*What you are asked to do*.
For every record, give an exact copy that has no pictures in it.

*Dataset*.
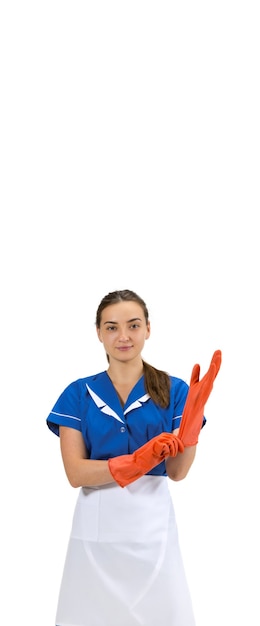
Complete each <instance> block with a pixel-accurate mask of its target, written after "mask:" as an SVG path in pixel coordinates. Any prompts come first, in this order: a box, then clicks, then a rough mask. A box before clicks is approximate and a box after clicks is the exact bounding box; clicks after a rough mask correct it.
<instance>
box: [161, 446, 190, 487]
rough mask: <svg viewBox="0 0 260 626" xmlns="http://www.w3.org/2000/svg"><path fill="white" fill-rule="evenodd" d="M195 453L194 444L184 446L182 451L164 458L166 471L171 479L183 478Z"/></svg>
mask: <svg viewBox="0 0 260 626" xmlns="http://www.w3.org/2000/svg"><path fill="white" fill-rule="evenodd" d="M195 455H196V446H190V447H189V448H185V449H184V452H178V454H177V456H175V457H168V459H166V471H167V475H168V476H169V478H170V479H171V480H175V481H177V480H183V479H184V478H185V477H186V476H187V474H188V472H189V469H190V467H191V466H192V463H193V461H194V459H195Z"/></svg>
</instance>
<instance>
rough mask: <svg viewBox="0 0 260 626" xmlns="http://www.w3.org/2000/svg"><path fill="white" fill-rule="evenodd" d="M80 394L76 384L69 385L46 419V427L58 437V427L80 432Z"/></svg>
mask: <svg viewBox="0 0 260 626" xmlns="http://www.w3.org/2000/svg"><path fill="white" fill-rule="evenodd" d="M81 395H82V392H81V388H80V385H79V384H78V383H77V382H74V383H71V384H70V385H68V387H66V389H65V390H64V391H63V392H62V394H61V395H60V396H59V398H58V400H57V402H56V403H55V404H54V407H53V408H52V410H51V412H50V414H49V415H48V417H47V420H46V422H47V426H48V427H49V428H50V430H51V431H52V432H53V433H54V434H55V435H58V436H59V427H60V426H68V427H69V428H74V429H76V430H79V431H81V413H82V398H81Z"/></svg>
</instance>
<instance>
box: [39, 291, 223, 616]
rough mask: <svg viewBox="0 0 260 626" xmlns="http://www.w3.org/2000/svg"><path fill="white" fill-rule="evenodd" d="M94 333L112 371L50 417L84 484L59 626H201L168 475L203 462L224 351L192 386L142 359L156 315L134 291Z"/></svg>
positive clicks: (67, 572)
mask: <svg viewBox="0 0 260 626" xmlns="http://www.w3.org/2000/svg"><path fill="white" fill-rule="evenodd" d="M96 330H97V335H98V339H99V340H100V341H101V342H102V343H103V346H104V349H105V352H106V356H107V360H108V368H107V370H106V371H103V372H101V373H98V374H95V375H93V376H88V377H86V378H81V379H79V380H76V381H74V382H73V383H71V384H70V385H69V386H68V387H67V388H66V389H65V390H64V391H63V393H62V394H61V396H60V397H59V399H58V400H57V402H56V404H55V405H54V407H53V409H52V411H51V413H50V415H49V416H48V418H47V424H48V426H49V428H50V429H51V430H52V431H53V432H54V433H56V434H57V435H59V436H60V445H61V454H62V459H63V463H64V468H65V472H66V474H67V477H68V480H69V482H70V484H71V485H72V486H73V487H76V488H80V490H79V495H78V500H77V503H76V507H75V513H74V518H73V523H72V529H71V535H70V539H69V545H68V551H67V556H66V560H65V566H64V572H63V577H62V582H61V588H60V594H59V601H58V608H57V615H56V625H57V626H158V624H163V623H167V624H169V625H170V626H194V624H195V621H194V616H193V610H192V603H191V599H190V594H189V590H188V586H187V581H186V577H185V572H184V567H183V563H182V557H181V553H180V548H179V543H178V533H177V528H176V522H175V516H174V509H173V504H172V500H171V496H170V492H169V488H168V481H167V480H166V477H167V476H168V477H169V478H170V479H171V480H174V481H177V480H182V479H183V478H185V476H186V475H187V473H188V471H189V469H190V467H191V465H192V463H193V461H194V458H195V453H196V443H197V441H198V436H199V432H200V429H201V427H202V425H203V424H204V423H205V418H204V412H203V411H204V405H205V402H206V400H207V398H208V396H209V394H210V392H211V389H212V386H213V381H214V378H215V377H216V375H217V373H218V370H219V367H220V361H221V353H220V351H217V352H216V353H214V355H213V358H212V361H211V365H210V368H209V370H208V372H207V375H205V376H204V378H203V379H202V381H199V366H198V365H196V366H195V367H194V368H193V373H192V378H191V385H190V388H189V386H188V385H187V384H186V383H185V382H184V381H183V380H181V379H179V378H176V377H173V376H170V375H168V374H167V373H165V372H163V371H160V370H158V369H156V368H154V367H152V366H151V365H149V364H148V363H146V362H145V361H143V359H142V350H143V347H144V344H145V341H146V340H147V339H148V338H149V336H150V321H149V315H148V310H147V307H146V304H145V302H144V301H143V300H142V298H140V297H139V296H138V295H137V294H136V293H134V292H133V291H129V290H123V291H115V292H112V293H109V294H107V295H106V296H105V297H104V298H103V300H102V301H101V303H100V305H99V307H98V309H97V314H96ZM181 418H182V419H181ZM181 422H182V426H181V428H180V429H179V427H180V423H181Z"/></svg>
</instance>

*Completed exercise*.
Complete each <instance> block with a pixel-accurate mask of its target, written after "mask:" as an SVG path in pixel coordinates. Any prompts come first, in this order: a box, then clicks, then a rough mask. A box before clicks is approximate and a box after clicks is the exact bounding box; clicks after a rough mask correct it.
<instance>
box: [161, 446, 190, 487]
rough mask: <svg viewBox="0 0 260 626" xmlns="http://www.w3.org/2000/svg"><path fill="white" fill-rule="evenodd" d="M195 453L194 444L184 446L182 451L164 458L166 471L171 479L183 478Z"/></svg>
mask: <svg viewBox="0 0 260 626" xmlns="http://www.w3.org/2000/svg"><path fill="white" fill-rule="evenodd" d="M195 455H196V446H190V447H189V448H185V449H184V452H178V454H177V456H175V457H168V459H166V471H167V475H168V476H169V478H170V479H171V480H175V481H177V480H183V479H184V478H185V477H186V476H187V474H188V472H189V469H190V467H191V466H192V463H193V461H194V459H195Z"/></svg>
</instance>
<instance>
rough mask: <svg viewBox="0 0 260 626" xmlns="http://www.w3.org/2000/svg"><path fill="white" fill-rule="evenodd" d="M80 394L76 384L69 385L46 419V427L58 437V427L80 432Z"/></svg>
mask: <svg viewBox="0 0 260 626" xmlns="http://www.w3.org/2000/svg"><path fill="white" fill-rule="evenodd" d="M81 395H82V392H81V388H80V385H79V384H78V383H77V382H74V383H71V384H70V385H68V387H66V389H65V390H64V391H63V392H62V394H61V395H60V396H59V398H58V400H57V402H56V403H55V404H54V407H53V408H52V410H51V412H50V414H49V415H48V417H47V420H46V422H47V426H48V427H49V428H50V430H51V431H52V432H53V433H54V434H55V435H58V436H59V427H60V426H68V427H69V428H74V429H76V430H79V431H81V413H82V398H81Z"/></svg>
</instance>
<instance>
box: [39, 291, 223, 616]
rough mask: <svg viewBox="0 0 260 626" xmlns="http://www.w3.org/2000/svg"><path fill="white" fill-rule="evenodd" d="M94 333L112 371L50 417L84 484L59 626H201L168 475L203 462L224 351L192 386L142 359L156 315L134 291Z"/></svg>
positive clicks: (67, 572)
mask: <svg viewBox="0 0 260 626" xmlns="http://www.w3.org/2000/svg"><path fill="white" fill-rule="evenodd" d="M96 330H97V335H98V339H99V340H100V341H101V342H102V343H103V346H104V349H105V352H106V356H107V360H108V368H107V370H106V371H103V372H101V373H98V374H95V375H93V376H88V377H86V378H81V379H79V380H76V381H74V382H73V383H71V384H70V385H69V386H68V387H67V388H66V389H65V390H64V391H63V393H62V394H61V396H60V397H59V399H58V400H57V402H56V404H55V405H54V407H53V409H52V411H51V413H50V415H49V416H48V418H47V424H48V426H49V428H50V429H51V430H52V431H53V432H54V433H56V434H57V435H59V436H60V445H61V454H62V459H63V463H64V468H65V472H66V474H67V477H68V480H69V482H70V484H71V485H72V486H73V487H76V488H80V490H79V495H78V500H77V503H76V507H75V513H74V518H73V523H72V529H71V535H70V539H69V545H68V551H67V556H66V560H65V566H64V572H63V577H62V582H61V588H60V594H59V601H58V608H57V615H56V625H57V626H158V624H163V623H167V624H169V625H170V626H194V624H195V621H194V616H193V610H192V603H191V599H190V594H189V590H188V586H187V581H186V577H185V572H184V567H183V563H182V557H181V553H180V548H179V543H178V533H177V528H176V522H175V516H174V509H173V504H172V500H171V496H170V492H169V488H168V481H167V480H166V477H167V476H168V477H169V478H170V479H171V480H174V481H177V480H182V479H183V478H185V476H186V475H187V473H188V471H189V469H190V467H191V465H192V463H193V461H194V458H195V453H196V443H197V441H198V436H199V432H200V429H201V427H202V425H203V424H204V423H205V418H204V412H203V411H204V405H205V402H206V400H207V398H208V396H209V394H210V392H211V389H212V386H213V381H214V378H215V377H216V375H217V373H218V370H219V367H220V361H221V353H220V351H217V352H216V353H214V355H213V358H212V361H211V365H210V368H209V370H208V372H207V375H205V376H204V378H203V379H202V381H199V366H198V365H196V366H195V367H194V368H193V373H192V378H191V385H190V388H189V386H188V385H187V384H186V383H185V382H184V381H183V380H181V379H179V378H176V377H173V376H170V375H168V374H167V373H165V372H163V371H160V370H158V369H156V368H154V367H152V366H151V365H149V364H148V363H146V362H145V361H143V359H142V350H143V347H144V344H145V341H146V340H147V339H148V338H149V336H150V321H149V315H148V310H147V307H146V304H145V302H144V301H143V300H142V298H140V297H139V296H138V295H137V294H136V293H134V292H133V291H129V290H123V291H115V292H112V293H109V294H107V295H106V296H105V297H104V298H103V300H102V301H101V303H100V305H99V307H98V309H97V314H96ZM181 418H182V419H181ZM181 422H182V426H181V428H180V429H179V427H180V423H181Z"/></svg>
</instance>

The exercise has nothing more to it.